[Esip-preserve] Provenance and Context Content Spreadsheet

Sun Mar 6 13:30:34 EST 2011

I'll probably have some longer comments later, but here's a bit more on the
context of the NASA project environment that may help explain the tabulation.
First, the concern that John Moses has been wrestling with is what to do with
items at the end of a government project.  The instrument developer is usually
a contractor and the documentation items would need to be specifically
identified as deliverables
in the contract.  They may consist of documents or collections of data, which
might be in the form of files or in databases developed by the
contractor.  It may
be that the full collections are provided to the government
institution that oversees
the contract.  The spreadsheet is intended to assist first in dealing
with items in
the contracts that will be disposed of if no action is taken very
soon.  It is not clear
that the relevant institutions or organizations that deal with the
metadata and data
produced by the project have any knowledge of this contractually
deliverable information.

■ The tasks ■
A - Repeat word for word the portion of the post on the provenance spreadsheet that begins at the words "I'll probably have" and stops after the words "explain the tabulation.".
B - Carry on the post on the provenance spreadsheet from its last sentence.

Dataset items

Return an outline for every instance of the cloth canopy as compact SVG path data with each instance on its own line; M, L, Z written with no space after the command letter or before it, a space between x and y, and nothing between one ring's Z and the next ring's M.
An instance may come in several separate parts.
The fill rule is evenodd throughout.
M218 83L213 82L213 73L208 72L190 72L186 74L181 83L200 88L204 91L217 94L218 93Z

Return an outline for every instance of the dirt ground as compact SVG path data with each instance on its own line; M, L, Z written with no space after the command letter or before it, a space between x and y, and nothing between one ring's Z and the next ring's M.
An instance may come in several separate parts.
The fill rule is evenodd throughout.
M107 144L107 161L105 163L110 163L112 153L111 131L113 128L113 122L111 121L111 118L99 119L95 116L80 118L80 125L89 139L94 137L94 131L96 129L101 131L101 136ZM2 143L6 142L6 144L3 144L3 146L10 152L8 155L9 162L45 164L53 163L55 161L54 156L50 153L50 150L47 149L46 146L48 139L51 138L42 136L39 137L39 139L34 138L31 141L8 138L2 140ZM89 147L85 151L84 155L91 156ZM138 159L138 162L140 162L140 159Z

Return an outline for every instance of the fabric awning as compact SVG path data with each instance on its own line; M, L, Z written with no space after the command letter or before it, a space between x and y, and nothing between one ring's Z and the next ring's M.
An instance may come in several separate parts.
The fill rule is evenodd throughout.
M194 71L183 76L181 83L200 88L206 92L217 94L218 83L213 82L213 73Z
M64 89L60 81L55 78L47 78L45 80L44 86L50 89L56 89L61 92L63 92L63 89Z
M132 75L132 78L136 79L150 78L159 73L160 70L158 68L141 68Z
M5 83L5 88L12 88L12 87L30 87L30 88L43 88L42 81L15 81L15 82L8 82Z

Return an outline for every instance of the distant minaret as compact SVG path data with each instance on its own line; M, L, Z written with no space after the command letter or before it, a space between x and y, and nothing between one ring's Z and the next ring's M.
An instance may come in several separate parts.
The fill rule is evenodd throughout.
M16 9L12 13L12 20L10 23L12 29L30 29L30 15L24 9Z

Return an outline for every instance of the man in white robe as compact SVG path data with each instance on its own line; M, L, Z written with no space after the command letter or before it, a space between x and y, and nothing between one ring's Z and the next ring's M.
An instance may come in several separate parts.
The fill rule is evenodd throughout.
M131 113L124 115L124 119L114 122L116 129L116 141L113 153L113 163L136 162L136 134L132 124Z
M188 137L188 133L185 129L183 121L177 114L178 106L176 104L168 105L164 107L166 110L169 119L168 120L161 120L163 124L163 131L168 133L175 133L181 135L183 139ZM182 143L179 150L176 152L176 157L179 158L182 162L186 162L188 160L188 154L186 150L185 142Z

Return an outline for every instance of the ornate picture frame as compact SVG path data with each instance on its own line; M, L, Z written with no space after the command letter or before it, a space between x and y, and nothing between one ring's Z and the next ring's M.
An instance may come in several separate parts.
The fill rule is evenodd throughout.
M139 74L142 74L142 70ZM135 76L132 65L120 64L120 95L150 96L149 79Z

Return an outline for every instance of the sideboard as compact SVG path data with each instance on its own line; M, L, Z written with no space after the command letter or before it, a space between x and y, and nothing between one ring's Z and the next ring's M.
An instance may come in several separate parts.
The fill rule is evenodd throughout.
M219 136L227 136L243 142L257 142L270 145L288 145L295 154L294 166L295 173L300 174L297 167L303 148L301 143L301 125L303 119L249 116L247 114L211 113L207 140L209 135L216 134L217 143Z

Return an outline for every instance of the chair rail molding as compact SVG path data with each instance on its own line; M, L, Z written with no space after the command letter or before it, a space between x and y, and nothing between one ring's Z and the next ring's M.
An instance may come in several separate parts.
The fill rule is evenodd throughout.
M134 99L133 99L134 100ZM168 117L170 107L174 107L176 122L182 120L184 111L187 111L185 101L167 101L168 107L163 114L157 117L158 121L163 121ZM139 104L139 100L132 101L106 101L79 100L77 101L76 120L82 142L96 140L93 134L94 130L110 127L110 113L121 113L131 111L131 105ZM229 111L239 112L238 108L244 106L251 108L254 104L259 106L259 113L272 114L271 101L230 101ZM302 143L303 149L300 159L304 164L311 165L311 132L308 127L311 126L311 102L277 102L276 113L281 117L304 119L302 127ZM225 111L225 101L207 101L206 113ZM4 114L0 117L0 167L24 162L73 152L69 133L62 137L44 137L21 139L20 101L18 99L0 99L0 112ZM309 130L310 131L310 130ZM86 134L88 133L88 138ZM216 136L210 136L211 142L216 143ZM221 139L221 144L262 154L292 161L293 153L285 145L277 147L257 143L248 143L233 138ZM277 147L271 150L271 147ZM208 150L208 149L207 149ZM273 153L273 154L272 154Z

■ The results ■
A -
I'll probably have some longer comments later, but here's a bit more on the
context of the NASA project environment that may help explain the tabulation.

B -
Indeed, the term 'metadata' and the finer distinction between
documents, data, and
contextual information we usually call metadata may not have any meaning to the
instrument project or the instrument contractor.

In my experience (where the dialect I'm accustomed to may not be equivalent
to that of other communities), QA and QC would usually refer to
automated elements
of the production software that produce reports (usually files with
text and numerical
values) that are usually produced routinely as part of each file's
production job.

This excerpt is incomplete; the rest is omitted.